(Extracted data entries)

* * * * * * *

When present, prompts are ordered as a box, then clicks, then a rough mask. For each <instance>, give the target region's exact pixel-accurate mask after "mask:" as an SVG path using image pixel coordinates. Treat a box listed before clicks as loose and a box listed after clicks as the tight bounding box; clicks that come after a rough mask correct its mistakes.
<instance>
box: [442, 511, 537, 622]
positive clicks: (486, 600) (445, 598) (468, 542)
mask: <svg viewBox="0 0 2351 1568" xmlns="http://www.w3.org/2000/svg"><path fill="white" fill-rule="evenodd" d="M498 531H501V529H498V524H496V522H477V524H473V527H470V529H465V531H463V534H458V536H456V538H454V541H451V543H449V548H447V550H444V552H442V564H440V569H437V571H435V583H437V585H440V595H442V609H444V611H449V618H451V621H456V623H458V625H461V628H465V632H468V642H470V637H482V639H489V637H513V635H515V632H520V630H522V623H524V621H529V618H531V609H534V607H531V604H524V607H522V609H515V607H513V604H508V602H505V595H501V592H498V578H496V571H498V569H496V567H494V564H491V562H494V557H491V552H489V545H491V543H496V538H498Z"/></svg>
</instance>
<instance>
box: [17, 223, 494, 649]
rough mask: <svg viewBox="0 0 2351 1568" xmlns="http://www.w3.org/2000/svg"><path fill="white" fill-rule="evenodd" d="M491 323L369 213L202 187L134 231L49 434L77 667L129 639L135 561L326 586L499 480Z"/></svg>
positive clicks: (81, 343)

* * * * * * *

Retype each record above so that every word stays exactly the same.

When present, prompts are ordered as a box, then clicks, then a rough mask. For each <instance>, give the target region's exact pixel-accurate mask after "mask:" as an SVG path using image pixel coordinates. Treat a box listed before clicks as loose and a box listed after clicks as the tight bounding box; clicks that come after a rough mask correct its mistakes.
<instance>
box: [442, 511, 537, 622]
positive clicks: (486, 600) (445, 598) (468, 542)
mask: <svg viewBox="0 0 2351 1568" xmlns="http://www.w3.org/2000/svg"><path fill="white" fill-rule="evenodd" d="M498 531H501V529H498V524H496V522H477V524H473V527H470V529H465V531H463V534H458V536H456V538H454V541H451V543H449V548H447V550H444V552H442V564H440V569H437V571H435V583H437V585H440V595H442V609H444V611H449V618H451V621H456V623H458V625H461V628H465V632H468V642H470V637H482V639H489V637H513V635H515V632H520V630H522V623H524V621H529V618H531V609H534V607H531V604H524V607H522V609H515V607H513V604H508V602H505V595H501V592H498V578H496V571H498V569H496V567H494V564H491V562H494V557H491V552H489V545H491V543H496V538H498Z"/></svg>
</instance>
<instance>
box: [17, 223, 494, 649]
rough mask: <svg viewBox="0 0 2351 1568" xmlns="http://www.w3.org/2000/svg"><path fill="white" fill-rule="evenodd" d="M491 323L369 213L202 187L134 231L49 434L77 667L129 639L135 561L326 586L499 480Z"/></svg>
positive clicks: (81, 343)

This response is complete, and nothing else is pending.